— Data shown —
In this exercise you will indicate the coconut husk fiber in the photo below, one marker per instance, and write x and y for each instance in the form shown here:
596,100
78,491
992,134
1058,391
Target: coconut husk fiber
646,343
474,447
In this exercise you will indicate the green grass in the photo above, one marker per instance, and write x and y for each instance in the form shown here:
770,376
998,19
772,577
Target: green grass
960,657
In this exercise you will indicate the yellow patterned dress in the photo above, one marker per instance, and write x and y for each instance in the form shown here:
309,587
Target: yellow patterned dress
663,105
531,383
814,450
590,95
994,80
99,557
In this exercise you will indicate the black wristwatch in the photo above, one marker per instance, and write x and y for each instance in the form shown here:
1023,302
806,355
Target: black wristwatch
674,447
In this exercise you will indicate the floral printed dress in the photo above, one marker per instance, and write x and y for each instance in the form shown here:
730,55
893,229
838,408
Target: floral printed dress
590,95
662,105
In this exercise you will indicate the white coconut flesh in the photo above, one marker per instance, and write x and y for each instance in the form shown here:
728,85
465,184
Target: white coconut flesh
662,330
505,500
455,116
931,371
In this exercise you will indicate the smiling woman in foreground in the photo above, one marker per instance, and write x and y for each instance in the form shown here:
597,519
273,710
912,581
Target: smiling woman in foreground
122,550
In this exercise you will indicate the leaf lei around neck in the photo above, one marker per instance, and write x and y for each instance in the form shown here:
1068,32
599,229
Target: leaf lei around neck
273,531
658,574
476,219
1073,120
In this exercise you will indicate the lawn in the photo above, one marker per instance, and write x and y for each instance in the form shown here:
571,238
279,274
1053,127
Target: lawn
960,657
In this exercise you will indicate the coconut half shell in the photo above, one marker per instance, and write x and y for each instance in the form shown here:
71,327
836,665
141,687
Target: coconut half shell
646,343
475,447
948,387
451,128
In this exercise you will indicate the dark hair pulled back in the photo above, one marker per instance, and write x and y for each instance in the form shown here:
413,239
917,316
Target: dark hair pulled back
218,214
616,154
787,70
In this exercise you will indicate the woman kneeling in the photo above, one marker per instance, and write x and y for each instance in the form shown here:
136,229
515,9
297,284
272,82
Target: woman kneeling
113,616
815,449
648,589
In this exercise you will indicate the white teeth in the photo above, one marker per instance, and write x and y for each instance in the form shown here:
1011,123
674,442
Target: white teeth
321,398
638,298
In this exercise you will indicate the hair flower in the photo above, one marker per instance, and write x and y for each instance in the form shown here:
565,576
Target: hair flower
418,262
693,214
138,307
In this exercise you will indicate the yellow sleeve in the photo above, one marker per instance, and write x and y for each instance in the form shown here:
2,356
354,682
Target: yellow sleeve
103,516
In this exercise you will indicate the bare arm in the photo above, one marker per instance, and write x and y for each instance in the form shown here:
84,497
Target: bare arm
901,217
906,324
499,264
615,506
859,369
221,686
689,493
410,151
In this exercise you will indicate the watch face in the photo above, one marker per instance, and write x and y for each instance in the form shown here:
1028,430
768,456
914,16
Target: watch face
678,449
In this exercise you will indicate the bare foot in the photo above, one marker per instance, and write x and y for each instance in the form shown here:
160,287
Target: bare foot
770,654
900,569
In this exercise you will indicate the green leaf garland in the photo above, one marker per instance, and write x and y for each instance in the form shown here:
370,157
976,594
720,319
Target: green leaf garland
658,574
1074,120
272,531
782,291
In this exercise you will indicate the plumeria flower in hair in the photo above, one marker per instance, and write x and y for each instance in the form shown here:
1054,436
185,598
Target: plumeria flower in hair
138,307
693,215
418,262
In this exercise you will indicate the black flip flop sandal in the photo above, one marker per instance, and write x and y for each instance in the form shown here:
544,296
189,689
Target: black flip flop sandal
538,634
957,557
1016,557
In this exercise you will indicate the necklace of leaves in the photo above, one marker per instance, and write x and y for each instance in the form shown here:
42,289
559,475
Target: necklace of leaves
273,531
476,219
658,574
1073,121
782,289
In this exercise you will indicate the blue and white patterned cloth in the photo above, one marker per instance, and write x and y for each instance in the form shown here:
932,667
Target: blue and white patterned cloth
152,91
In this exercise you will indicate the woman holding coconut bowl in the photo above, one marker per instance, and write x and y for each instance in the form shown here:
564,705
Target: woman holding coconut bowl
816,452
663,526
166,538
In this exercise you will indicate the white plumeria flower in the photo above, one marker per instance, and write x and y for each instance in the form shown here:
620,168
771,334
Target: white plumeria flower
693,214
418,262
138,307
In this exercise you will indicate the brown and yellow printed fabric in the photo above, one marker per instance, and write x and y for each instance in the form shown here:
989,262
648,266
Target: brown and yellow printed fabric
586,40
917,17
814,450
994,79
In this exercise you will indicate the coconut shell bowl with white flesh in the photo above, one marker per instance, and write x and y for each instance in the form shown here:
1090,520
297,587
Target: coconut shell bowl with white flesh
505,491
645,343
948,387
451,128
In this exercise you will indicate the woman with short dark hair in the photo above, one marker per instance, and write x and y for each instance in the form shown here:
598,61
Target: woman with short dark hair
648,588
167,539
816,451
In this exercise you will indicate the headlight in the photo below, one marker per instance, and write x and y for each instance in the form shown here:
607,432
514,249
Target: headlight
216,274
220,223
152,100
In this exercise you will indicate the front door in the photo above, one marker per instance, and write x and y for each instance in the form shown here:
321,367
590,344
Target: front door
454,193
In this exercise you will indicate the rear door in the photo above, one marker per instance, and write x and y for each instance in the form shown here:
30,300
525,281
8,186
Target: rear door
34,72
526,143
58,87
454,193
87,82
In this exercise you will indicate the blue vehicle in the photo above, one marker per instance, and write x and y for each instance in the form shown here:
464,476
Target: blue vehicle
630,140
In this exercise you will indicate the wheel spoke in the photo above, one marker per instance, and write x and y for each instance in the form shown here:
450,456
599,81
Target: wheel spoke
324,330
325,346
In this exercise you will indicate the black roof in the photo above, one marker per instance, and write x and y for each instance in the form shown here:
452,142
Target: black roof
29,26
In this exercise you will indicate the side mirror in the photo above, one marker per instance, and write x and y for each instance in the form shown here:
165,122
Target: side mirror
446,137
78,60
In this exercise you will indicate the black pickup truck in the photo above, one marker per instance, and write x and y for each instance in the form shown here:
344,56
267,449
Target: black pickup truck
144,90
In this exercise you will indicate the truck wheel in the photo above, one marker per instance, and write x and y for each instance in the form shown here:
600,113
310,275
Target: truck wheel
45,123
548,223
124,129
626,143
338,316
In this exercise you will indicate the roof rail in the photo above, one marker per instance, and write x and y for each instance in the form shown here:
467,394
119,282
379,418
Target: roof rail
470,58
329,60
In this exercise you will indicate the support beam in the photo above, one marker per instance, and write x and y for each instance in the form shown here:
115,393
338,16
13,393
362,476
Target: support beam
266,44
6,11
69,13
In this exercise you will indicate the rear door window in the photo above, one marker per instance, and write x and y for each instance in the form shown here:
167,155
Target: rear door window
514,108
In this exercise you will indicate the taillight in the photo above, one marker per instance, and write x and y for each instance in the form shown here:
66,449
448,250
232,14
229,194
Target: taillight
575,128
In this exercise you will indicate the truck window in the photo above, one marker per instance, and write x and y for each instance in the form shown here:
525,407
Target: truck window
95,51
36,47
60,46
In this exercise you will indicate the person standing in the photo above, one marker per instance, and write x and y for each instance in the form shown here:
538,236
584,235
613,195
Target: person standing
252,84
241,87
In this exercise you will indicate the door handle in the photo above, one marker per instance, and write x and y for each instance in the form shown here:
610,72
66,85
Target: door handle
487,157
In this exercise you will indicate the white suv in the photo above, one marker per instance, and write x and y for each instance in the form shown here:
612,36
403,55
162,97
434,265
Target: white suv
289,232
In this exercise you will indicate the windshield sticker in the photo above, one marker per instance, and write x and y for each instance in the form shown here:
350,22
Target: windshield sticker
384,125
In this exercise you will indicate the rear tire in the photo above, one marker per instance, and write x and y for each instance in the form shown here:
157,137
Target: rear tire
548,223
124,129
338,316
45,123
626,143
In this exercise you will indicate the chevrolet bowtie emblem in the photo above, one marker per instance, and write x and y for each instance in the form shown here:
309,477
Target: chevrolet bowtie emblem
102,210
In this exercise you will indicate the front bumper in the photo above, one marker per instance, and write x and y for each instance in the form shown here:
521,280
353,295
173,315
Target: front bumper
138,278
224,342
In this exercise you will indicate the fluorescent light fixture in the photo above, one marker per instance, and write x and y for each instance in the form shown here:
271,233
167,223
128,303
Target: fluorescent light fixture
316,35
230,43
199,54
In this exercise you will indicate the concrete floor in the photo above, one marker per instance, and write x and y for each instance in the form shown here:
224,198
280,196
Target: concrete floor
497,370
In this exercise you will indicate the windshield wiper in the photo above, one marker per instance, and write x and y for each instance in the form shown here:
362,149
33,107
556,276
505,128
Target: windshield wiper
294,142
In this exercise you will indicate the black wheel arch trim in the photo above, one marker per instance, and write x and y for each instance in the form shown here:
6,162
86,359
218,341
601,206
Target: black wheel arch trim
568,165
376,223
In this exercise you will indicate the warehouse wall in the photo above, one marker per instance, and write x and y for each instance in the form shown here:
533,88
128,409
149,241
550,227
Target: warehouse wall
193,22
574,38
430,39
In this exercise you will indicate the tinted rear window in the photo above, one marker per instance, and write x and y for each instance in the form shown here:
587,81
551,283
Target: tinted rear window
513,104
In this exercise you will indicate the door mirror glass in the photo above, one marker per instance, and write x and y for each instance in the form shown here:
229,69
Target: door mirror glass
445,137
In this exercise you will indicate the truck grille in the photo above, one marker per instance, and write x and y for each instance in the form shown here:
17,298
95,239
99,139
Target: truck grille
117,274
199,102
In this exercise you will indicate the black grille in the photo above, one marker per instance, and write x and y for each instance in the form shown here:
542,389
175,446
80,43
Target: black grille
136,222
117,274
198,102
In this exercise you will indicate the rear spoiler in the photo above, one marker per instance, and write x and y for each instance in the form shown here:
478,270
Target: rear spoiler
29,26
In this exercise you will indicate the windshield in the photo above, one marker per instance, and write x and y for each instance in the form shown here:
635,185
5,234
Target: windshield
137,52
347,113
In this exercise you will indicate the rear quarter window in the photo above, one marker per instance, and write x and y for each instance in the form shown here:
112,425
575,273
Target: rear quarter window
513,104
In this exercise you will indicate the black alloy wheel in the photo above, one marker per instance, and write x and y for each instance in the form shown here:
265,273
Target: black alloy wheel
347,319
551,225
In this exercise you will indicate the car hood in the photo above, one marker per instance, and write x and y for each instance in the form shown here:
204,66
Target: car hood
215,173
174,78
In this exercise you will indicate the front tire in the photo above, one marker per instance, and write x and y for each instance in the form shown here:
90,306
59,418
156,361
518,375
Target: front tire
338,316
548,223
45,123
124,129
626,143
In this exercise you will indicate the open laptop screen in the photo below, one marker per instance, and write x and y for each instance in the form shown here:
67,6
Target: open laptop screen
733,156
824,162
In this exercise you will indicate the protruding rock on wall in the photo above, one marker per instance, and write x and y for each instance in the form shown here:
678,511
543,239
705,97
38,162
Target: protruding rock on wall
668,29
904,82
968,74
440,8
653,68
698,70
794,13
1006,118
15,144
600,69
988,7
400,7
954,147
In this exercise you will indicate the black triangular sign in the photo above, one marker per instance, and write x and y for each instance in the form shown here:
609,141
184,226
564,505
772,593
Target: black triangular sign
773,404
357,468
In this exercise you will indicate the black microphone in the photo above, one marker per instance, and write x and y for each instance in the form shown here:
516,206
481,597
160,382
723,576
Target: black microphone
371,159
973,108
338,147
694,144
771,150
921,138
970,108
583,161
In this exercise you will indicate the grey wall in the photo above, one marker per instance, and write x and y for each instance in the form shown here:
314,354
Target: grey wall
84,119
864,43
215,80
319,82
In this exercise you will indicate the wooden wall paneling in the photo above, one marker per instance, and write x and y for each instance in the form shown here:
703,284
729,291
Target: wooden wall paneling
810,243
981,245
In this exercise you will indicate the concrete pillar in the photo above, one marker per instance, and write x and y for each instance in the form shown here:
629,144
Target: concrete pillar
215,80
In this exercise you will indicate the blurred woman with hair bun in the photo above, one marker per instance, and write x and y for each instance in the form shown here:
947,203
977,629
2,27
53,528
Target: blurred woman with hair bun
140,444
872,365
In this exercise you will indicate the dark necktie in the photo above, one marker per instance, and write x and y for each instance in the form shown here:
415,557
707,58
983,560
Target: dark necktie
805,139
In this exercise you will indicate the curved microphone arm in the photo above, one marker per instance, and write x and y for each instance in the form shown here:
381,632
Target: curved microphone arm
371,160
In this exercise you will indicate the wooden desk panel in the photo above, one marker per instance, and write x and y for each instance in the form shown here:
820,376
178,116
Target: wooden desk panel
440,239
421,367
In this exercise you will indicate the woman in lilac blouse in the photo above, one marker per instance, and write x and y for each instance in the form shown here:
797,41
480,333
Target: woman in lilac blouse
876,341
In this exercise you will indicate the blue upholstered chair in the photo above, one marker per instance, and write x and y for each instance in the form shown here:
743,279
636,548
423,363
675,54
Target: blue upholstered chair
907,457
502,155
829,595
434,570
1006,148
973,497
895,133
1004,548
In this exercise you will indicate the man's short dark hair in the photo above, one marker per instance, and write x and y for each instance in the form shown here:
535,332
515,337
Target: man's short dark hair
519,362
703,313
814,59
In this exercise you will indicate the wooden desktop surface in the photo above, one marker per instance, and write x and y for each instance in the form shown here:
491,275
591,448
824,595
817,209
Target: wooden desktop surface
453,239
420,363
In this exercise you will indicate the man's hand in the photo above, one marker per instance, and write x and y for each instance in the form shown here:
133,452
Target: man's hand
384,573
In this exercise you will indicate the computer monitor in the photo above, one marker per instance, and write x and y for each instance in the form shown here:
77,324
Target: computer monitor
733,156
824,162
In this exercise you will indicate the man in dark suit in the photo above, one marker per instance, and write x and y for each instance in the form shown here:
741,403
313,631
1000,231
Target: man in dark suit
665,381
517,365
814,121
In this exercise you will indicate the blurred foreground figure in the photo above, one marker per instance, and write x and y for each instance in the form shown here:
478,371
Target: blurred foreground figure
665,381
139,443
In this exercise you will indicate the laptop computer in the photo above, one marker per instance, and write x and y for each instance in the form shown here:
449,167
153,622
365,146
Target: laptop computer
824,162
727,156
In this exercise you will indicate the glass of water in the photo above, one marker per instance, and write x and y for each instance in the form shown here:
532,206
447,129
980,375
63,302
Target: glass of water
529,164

— What needs to be done —
Take from the listing above each line that contains the string "below".

— Answer to the exercise —
In this exercise you will indicate the coconut husk fiber in the photo below, one marker per instance, and write x and y for each instance in the form shown here:
In this exercise you will indicate the headlight in the photo below, one marker per instance, and write x and y for each instance in the form shown here:
In this exercise you will indicate the open laptop screen in the photo below, one marker per instance, and write x and y for each instance in the form shown here:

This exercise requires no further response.